## begin

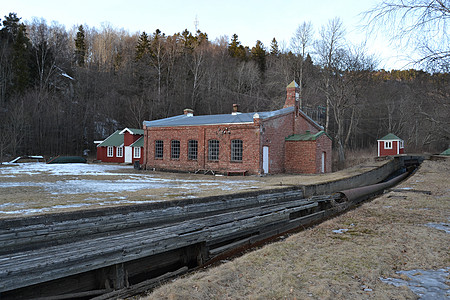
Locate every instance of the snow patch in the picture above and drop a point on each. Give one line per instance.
(440, 226)
(427, 284)
(340, 230)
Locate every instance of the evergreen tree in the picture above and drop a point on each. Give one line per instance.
(142, 47)
(274, 48)
(20, 60)
(259, 56)
(80, 47)
(10, 27)
(235, 49)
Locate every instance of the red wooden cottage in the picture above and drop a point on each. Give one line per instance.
(123, 146)
(390, 145)
(253, 143)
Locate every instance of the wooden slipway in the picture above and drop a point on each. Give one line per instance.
(91, 253)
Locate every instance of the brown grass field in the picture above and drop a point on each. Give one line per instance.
(40, 188)
(385, 235)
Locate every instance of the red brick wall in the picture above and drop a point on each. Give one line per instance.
(306, 156)
(300, 156)
(323, 144)
(274, 131)
(249, 134)
(302, 125)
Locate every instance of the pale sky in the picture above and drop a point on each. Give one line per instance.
(251, 20)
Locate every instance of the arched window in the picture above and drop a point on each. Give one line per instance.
(213, 150)
(236, 150)
(192, 149)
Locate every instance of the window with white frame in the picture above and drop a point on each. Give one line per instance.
(110, 151)
(137, 152)
(213, 150)
(119, 151)
(236, 150)
(159, 149)
(175, 149)
(192, 149)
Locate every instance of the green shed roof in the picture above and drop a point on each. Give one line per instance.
(133, 131)
(138, 143)
(293, 84)
(115, 139)
(306, 136)
(389, 137)
(446, 152)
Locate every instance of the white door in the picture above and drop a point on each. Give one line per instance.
(128, 154)
(323, 162)
(266, 159)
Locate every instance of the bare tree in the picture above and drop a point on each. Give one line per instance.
(329, 53)
(300, 43)
(421, 24)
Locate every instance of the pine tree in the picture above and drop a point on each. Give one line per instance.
(274, 48)
(142, 47)
(259, 56)
(10, 27)
(20, 60)
(80, 47)
(235, 49)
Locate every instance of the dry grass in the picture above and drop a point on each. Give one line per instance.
(37, 199)
(385, 235)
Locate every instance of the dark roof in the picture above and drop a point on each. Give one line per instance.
(115, 139)
(446, 152)
(139, 142)
(389, 137)
(184, 120)
(306, 136)
(133, 131)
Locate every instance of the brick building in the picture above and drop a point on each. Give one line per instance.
(254, 143)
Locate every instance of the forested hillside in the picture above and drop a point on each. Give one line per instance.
(61, 89)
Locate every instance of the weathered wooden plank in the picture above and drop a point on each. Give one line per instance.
(65, 260)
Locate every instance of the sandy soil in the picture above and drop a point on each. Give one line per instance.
(345, 257)
(37, 188)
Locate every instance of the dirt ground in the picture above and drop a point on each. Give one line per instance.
(38, 188)
(346, 257)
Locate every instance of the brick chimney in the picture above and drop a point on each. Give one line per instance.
(188, 112)
(235, 109)
(292, 95)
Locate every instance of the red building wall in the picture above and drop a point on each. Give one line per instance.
(102, 154)
(274, 131)
(306, 156)
(129, 138)
(248, 133)
(393, 151)
(324, 144)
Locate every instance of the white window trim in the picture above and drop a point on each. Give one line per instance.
(137, 152)
(110, 151)
(119, 151)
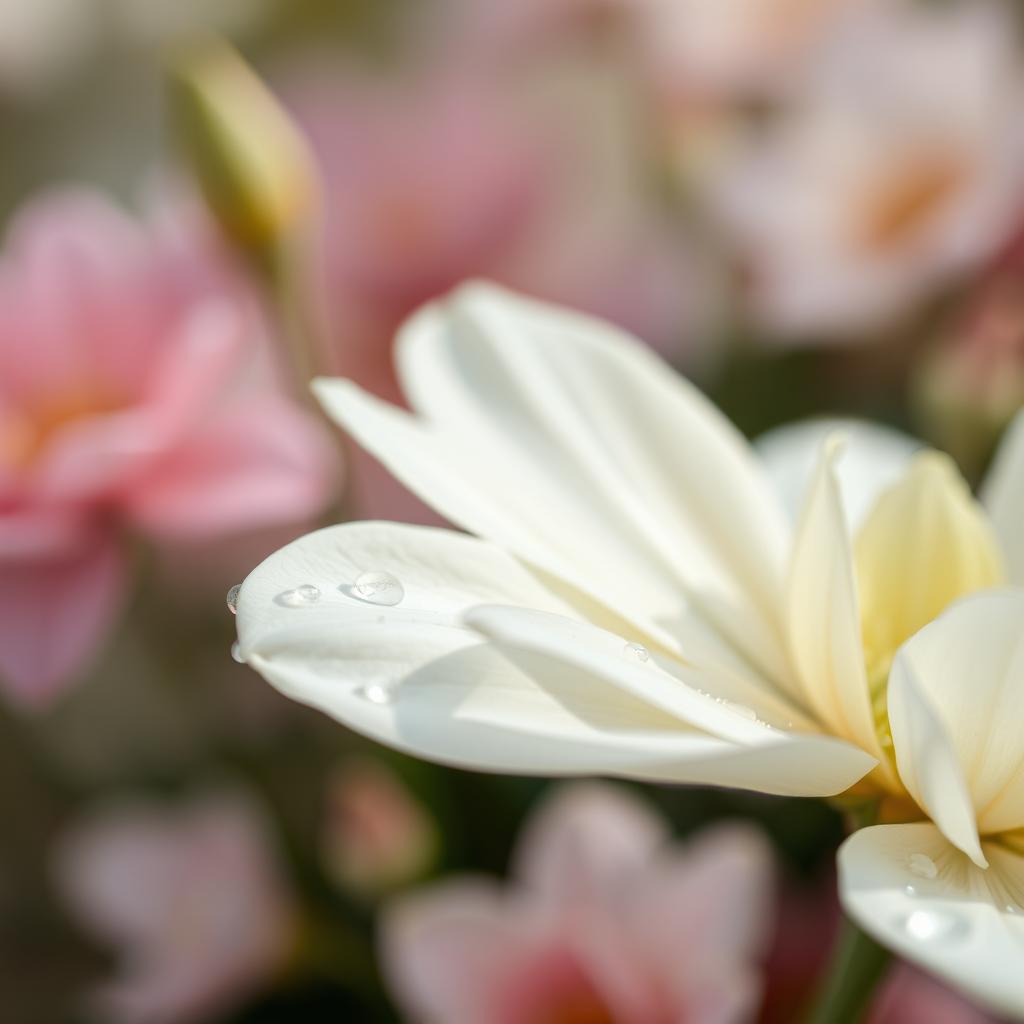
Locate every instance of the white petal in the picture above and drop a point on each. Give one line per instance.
(1003, 495)
(790, 762)
(873, 458)
(966, 925)
(574, 446)
(413, 676)
(955, 707)
(823, 623)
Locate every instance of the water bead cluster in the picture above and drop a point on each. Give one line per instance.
(385, 590)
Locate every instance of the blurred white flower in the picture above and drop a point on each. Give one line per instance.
(193, 899)
(730, 49)
(900, 165)
(641, 605)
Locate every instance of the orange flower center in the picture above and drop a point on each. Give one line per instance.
(902, 202)
(24, 434)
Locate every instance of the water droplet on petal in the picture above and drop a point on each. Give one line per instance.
(922, 865)
(300, 597)
(376, 693)
(379, 588)
(935, 926)
(638, 651)
(741, 710)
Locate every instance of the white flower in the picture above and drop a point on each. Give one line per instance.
(639, 604)
(950, 894)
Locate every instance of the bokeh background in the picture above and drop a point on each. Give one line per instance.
(808, 207)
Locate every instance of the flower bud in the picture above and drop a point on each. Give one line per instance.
(252, 163)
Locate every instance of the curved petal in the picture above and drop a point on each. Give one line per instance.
(823, 619)
(415, 677)
(525, 636)
(873, 458)
(926, 543)
(955, 705)
(965, 925)
(1003, 496)
(571, 444)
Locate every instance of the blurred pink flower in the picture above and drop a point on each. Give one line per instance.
(969, 388)
(192, 898)
(900, 166)
(530, 178)
(696, 51)
(439, 175)
(136, 393)
(908, 994)
(607, 922)
(377, 836)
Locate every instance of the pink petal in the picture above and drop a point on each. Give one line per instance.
(54, 613)
(97, 454)
(910, 995)
(258, 464)
(446, 953)
(584, 840)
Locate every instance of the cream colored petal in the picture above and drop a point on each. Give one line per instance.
(926, 543)
(526, 636)
(823, 624)
(925, 900)
(411, 675)
(571, 444)
(1003, 496)
(927, 759)
(956, 697)
(873, 458)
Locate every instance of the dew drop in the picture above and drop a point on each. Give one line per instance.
(300, 597)
(376, 693)
(741, 710)
(638, 651)
(935, 926)
(379, 588)
(922, 865)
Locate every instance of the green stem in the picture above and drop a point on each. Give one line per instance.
(858, 964)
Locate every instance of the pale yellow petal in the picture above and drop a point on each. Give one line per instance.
(926, 543)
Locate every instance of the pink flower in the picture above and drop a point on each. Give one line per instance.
(446, 173)
(606, 922)
(192, 899)
(443, 173)
(900, 167)
(135, 394)
(377, 836)
(910, 995)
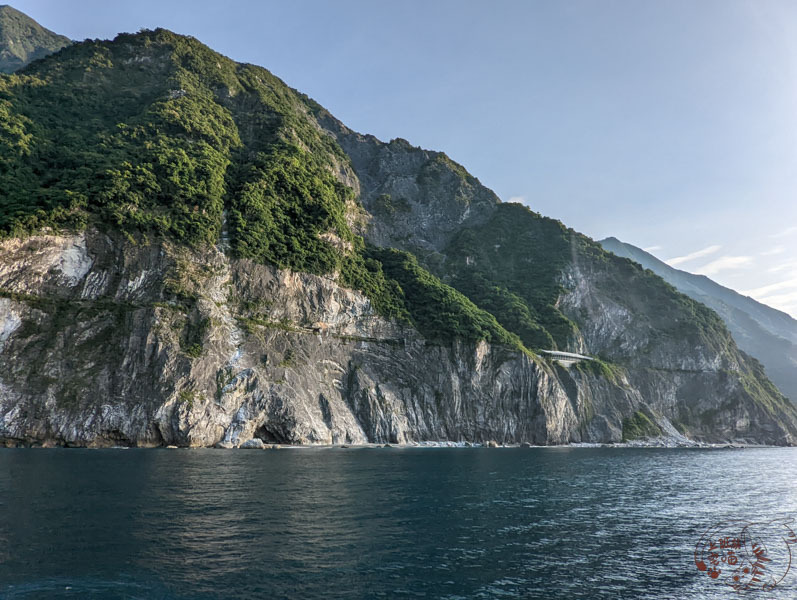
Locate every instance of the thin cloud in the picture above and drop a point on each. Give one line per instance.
(785, 302)
(792, 264)
(689, 257)
(725, 263)
(766, 290)
(786, 232)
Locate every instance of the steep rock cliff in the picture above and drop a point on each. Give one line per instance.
(204, 281)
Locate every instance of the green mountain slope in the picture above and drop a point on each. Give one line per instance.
(23, 40)
(157, 135)
(764, 332)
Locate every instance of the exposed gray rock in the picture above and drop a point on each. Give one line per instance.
(97, 354)
(253, 444)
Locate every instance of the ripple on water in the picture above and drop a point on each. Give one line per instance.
(400, 523)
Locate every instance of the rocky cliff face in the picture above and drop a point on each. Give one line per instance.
(23, 40)
(103, 342)
(208, 291)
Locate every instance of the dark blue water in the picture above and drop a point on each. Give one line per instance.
(378, 523)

## end

Task>
Rewrite all of the records with "drop a point on each" replaced by "place a marker on each" and every other character left as it is. Omit the pictures from your version.

Reply>
Locate every instance of the snow patch in the picture above and place a marker on each. Give one line per instance.
(440, 226)
(427, 284)
(340, 230)
Locate every instance of the evergreen tree in the picture above and place a marker on each. Give one line per instance.
(142, 47)
(274, 48)
(20, 60)
(259, 56)
(80, 47)
(10, 27)
(235, 49)
Locate every instance of the red wooden cottage in the picture above and place a marker on each. Give one line per instance.
(123, 146)
(390, 145)
(253, 143)
Locate every instance of the wooden slipway in the picture above and place a marker on each. Give one line per instance.
(91, 253)
Locate every instance of the brown grass field in the picture above and place a marker on each. Give one line per instance.
(40, 188)
(385, 235)
Locate every instance of the red brick wall in the picture above and place a marker on each. Give one line per instance.
(306, 156)
(300, 156)
(323, 144)
(274, 131)
(249, 134)
(302, 125)
Locate every instance of the pale sky in the picture above and place a marker on each. Give one line per instance.
(251, 20)
Locate every instance of the arched window in the picture above and place a marker on each. Give one line per instance.
(213, 150)
(236, 150)
(192, 149)
Locate every instance of the window with white frame in the picture above and place a marker on each. Give one line per instance.
(110, 151)
(137, 152)
(213, 150)
(119, 151)
(236, 150)
(159, 149)
(175, 149)
(192, 149)
Locate every instance of the green shed roof in the picture above and place a marker on each. Give one line per instance.
(133, 131)
(138, 143)
(293, 84)
(115, 139)
(306, 136)
(389, 137)
(446, 152)
Locate every instance of the white door in the picture above and place a marker on each. Give one line per instance.
(128, 154)
(323, 162)
(266, 159)
Locate every instance of the bare tree in the picture above and place a marker on each. Give one line per instance.
(329, 53)
(300, 43)
(421, 24)
Locate every instance of the pine tree in the picture above and place a marker on each. Give one line per instance.
(274, 48)
(142, 47)
(259, 56)
(10, 27)
(20, 60)
(80, 47)
(235, 49)
Locate every instance of the dry grass in the picture above and place a marker on each. Give one line per instance.
(37, 199)
(385, 235)
Locate every instance of the dark roof in the picture above and place a marker on each. Give one line per instance.
(115, 139)
(446, 152)
(139, 142)
(389, 137)
(184, 120)
(306, 136)
(133, 131)
Locate every instance of the brick building in the picture above and place a marker on each. Give one line per instance.
(254, 143)
Locate every instance of the forested hillside in the picture above and place a marker on each. Give one line per instance.
(61, 89)
Locate every instance of the weathered wooden plank in the picture above and place a marker on each. Give one line per instance.
(65, 260)
Locate every instance of the sandy soil in the picture above and place a marker on each. Give one line per instance.
(345, 257)
(37, 188)
Locate every instance of the dirt ground in the picture above and place a marker on each. Give one line per instance.
(38, 188)
(346, 257)
Locate every instance of the brick chimney in the picture above and place a marker on each. Give one line per instance.
(188, 112)
(235, 109)
(292, 95)
Locate every instance of the red building wall in the picture above and place a marker on each. Give one line per instance.
(102, 154)
(274, 131)
(306, 156)
(129, 138)
(248, 133)
(393, 151)
(324, 144)
Locate every instance of the white window trim in the picture above and place a marker on each. Give one line per instance.
(137, 152)
(110, 151)
(119, 151)
Locate every instance of the white petal in the picture above and place a marker on each. Give one line per instance.
(1003, 495)
(790, 762)
(873, 458)
(966, 925)
(574, 446)
(413, 676)
(955, 707)
(823, 623)
Locate every instance of the water bead cluster in the picture above and place a marker on each. Give one line per instance.
(385, 590)
Locate every instance of the blurred white flower in the picture above and place a marker on each. Give one line per instance.
(193, 899)
(730, 49)
(900, 165)
(641, 605)
Locate every instance of the orange flower center in the picture above and place a marker on each. Give one line per instance.
(902, 202)
(24, 434)
Locate every instance of the water droplet on petal in the picture above and place a marker on each. Give one line per instance.
(922, 865)
(300, 597)
(376, 693)
(379, 588)
(935, 926)
(638, 651)
(741, 710)
Locate every instance of the white flower in the picture above and place a marker on each. Give one line per instance.
(639, 604)
(950, 894)
Locate every instance of the bokeh background in the picture above and place a marker on each. Give one line per instance.
(808, 207)
Locate every instance of the flower bud in the picture above and place a marker on each. Give one line per instance.
(252, 163)
Locate every instance of the curved petal in the picture above and place a marker on each. Give one line per instance.
(823, 619)
(415, 677)
(525, 636)
(873, 458)
(926, 543)
(955, 705)
(965, 925)
(1003, 496)
(571, 444)
Locate every instance of the blurred pink flower in the picture above and place a marker on each. Give one line per instance.
(969, 388)
(192, 898)
(900, 166)
(530, 178)
(696, 51)
(439, 175)
(136, 393)
(908, 994)
(607, 922)
(377, 836)
Locate every instance of the pink petal in the picture above and place a marker on each. Give one line per instance.
(54, 613)
(97, 454)
(910, 995)
(258, 464)
(446, 953)
(584, 840)
Locate every instance of the cream colored petal in the picture above and place a marker on each. Give one line per instance.
(926, 543)
(526, 636)
(823, 624)
(925, 900)
(411, 675)
(571, 444)
(1003, 496)
(927, 759)
(956, 697)
(873, 458)
Locate every instance of the dew drop in the picture above and place a marker on each. Give one line per instance.
(300, 597)
(376, 693)
(741, 710)
(638, 651)
(935, 926)
(379, 588)
(922, 865)
Locate every instance of the green stem in the picture above and place a marker on each. Give one line per instance.
(858, 964)
Locate every instance of the pale yellow petal in the picture above and place a marker on each. Give one line per instance.
(926, 543)
Locate every instance of the pink flower in the picture above and place a marker on each. Give one line per instance.
(446, 173)
(606, 922)
(192, 899)
(443, 173)
(900, 167)
(135, 394)
(377, 836)
(910, 995)
Locate every instance of the thin cloud in the picture above and place a marker on each. Give one line per instance.
(785, 302)
(792, 264)
(689, 257)
(725, 263)
(766, 290)
(786, 232)
Locate every instance of the steep rock cliff in the picture above and place a marker on each. Give one line per instance.
(204, 281)
Locate every instance of the green mountain slope in the picture above and place a marker on each. Give one line per instance.
(23, 40)
(157, 135)
(764, 332)
Locate every instance of the exposed gray rock in the picture above and place a marker on each. Give one line per instance.
(97, 354)
(253, 444)
Locate every instance of the ripple on water in the picture above and place a marker on each. Give one line per instance.
(400, 523)
Locate every instance of the rocky cliff face in the picture above and place a marker on each. Give one line per instance.
(23, 40)
(103, 342)
(208, 291)
Locate every instance of the dark blue water in the picture above and place a marker on each. Give one line per instance.
(378, 523)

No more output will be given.